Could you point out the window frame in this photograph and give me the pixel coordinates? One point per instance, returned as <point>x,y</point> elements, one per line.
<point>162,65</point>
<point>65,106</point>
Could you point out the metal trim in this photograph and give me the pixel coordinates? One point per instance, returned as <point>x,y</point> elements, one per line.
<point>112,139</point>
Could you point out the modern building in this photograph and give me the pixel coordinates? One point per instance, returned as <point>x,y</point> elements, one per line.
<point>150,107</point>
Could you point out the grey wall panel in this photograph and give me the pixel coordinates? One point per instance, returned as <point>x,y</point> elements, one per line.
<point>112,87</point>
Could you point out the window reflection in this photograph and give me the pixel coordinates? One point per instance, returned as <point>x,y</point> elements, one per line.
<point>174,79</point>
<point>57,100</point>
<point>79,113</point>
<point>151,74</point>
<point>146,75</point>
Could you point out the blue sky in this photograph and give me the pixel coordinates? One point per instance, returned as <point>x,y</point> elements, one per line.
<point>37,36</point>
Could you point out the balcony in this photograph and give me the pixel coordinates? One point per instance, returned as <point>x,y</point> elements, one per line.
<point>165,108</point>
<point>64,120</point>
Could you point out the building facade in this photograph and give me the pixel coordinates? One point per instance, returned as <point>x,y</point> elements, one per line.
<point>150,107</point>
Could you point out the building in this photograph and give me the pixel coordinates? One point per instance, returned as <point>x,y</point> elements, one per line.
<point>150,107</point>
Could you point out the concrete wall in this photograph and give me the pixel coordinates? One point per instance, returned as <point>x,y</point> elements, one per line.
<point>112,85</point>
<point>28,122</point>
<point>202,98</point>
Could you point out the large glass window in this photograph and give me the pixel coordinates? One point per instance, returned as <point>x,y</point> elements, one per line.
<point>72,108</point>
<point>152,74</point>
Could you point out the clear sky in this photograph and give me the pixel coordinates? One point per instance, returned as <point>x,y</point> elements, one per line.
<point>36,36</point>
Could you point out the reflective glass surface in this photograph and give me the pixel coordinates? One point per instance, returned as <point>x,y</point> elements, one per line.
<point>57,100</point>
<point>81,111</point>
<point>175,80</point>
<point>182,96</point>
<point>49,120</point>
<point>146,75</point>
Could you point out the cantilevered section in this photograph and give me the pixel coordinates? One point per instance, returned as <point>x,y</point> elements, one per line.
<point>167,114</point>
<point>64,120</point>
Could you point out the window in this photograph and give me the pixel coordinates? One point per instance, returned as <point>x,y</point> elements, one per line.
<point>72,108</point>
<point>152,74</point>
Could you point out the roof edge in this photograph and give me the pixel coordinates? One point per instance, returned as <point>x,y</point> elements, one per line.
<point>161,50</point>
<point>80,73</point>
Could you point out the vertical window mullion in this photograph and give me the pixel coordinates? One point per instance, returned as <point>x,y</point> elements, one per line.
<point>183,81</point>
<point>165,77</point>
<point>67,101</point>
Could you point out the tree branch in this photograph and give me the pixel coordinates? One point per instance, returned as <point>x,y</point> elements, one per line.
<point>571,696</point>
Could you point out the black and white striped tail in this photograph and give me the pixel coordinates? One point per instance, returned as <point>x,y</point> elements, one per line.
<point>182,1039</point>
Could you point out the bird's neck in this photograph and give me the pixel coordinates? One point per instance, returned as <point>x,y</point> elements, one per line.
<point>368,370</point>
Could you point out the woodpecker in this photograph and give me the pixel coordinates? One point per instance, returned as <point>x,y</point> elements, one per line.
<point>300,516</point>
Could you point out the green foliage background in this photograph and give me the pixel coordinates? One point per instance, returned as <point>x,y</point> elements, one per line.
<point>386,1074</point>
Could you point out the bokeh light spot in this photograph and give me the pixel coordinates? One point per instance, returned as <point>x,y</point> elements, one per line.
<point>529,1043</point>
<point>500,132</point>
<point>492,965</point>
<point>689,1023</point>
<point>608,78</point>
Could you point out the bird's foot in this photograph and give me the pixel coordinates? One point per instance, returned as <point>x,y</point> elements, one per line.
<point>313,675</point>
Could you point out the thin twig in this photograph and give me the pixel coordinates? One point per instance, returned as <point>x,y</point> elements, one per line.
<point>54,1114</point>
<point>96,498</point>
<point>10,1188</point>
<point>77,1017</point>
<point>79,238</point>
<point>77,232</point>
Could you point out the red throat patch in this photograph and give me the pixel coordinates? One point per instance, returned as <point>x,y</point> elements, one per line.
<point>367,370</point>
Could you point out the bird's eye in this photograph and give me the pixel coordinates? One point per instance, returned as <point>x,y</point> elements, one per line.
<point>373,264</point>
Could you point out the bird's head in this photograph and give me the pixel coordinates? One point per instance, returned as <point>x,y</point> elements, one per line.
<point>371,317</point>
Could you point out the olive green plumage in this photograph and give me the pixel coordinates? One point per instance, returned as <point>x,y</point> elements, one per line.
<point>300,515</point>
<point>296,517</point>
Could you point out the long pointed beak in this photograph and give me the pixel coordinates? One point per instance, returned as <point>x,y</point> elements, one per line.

■ ■ ■ ■

*The problem*:
Could you reproduce every record above exactly as it appears?

*Solution*:
Could you point out the window frame in this photograph and give me the pixel coordinates? One point per instance, returned as <point>x,y</point> elements, one per line.
<point>162,65</point>
<point>65,106</point>
Could you point out the metal trim in this photograph and give me the pixel coordinates? One point per instance, returned as <point>x,y</point> elements, one per line.
<point>112,139</point>
Could you point out the modern building in this photograph and give me the pixel coordinates? One point per instance, returned as <point>x,y</point> elements, one per line.
<point>150,107</point>
Could you point out the grey wall panel in this photograph and give me the pixel coordinates? One point per instance, returned as <point>x,y</point> elements, one per line.
<point>112,87</point>
Could you point out the window reflection in this photograph and give me the pixel coordinates? One point per instance, returned as <point>x,y</point> elements, one per line.
<point>174,79</point>
<point>57,100</point>
<point>79,113</point>
<point>151,74</point>
<point>146,75</point>
Could you point out the blue sky in this photograph and give me the pixel coordinates? One point per instance, returned as <point>x,y</point> elements, one per line.
<point>37,36</point>
Could you point out the balcony in this photograph and give me the pixel coordinates? One point per instance, returned as <point>x,y</point> elements, one per line.
<point>165,108</point>
<point>64,120</point>
Could you point out the building facade in this photograph and give me the pixel coordinates? One point per instance, returned as <point>x,y</point> elements, one per line.
<point>150,107</point>
Could you point out the building in this photograph and give me the pixel coordinates? One point per instance, returned as <point>x,y</point> elements, one per line.
<point>150,107</point>
Could you point out the concrete wall in this photograph and give me the pixel coordinates? One point per instance, returned as <point>x,y</point> elements, one per line.
<point>112,85</point>
<point>28,122</point>
<point>202,98</point>
Could you point out the large glass window in this photograph and give me the pixel coordinates? One point per instance, returned as <point>x,y</point> elements, one per line.
<point>72,108</point>
<point>152,74</point>
Could you point out the clear sky in this photograph and give me the pixel coordinates? One point per instance, returned as <point>x,y</point> elements, one per line.
<point>36,36</point>
Could you point out the reflective glass surface in this photograph and give me the pixel coordinates? One point per instance, returned as <point>x,y</point> elements, one per line.
<point>57,100</point>
<point>81,111</point>
<point>175,80</point>
<point>182,96</point>
<point>49,120</point>
<point>146,75</point>
Could you point out the cantilevered section in this photograph and give me the pixel coordinates? One point per instance, returned as <point>x,y</point> elements, one per line.
<point>167,114</point>
<point>64,120</point>
Could you point out the window in this photograph and give me the pixel coordinates? One point per instance, returned as <point>x,y</point> elements, one per line.
<point>72,108</point>
<point>152,74</point>
Could you point out the roof edge in this photograph and give me the pixel coordinates? One point per instance, returned as <point>x,y</point> elements, one per line.
<point>161,50</point>
<point>80,73</point>
Could you point out the vertical window mullion in this photograph and give me the pixel coordinates? One point per instance, returned as <point>x,y</point> elements, one per line.
<point>183,81</point>
<point>165,77</point>
<point>67,101</point>
Could you point out the tree branch in this photograph and give me the pixel coordinates? One point per instance, returned as <point>x,y</point> elements, one per line.
<point>571,696</point>
Could you point out the black and white striped tail in this photograph and give me the pixel coordinates? One point per instance, returned as <point>x,y</point> elements, one per line.
<point>182,1039</point>
Could you point out the bird's neck in this photograph and give me the pixel coordinates? One point per instance, returned as <point>x,y</point> elements, one per line.
<point>368,370</point>
Could you point out the woodpecker in this photograph and give me the pixel coordinates? One point per instance, returned as <point>x,y</point> elements, one per line.
<point>300,516</point>
Could you point out the green foliage background in this photograph and give me the pixel coordinates? One point per instance, returned as <point>x,y</point> elements, one per line.
<point>386,1074</point>
Could you point out the bokeh light spot in this photograph and give me the pixel coordinates? One point per instance, returned as <point>x,y</point> elements, one per line.
<point>529,1043</point>
<point>500,132</point>
<point>492,965</point>
<point>689,1023</point>
<point>608,78</point>
Could you point out the bird's foot in this photograph and give me the pixel coordinates? One point per instance, returned as <point>x,y</point> elements, one per line.
<point>313,675</point>
Could you point out the thin twig in this photograph and give me the pixel coordinates? One point per instance, returned as <point>x,y</point> elements, one per line.
<point>54,1114</point>
<point>96,498</point>
<point>10,1188</point>
<point>77,1017</point>
<point>79,238</point>
<point>77,232</point>
Could you point out the red throat patch in this photograph and give me the pixel coordinates? One point per instance, returned as <point>x,y</point> elements, one per line.
<point>367,370</point>
Could you point out the bird's eye in this photograph and give me the pixel coordinates? One point per instance, returned as <point>x,y</point> elements, one per line.
<point>373,264</point>
Could you point out the bird's head in this photograph and give me the pixel coordinates? One point per instance, returned as <point>x,y</point> elements, one per line.
<point>371,317</point>
Could you point out the olive green plumage in this photograph and give me the pixel coordinates? One point per instance, returned as <point>x,y</point> elements, one per line.
<point>300,515</point>
<point>296,517</point>
Could you point out the long pointed beak in this photograph and give me the pixel coordinates? One point per instance, returned as <point>x,y</point> elements, one per line.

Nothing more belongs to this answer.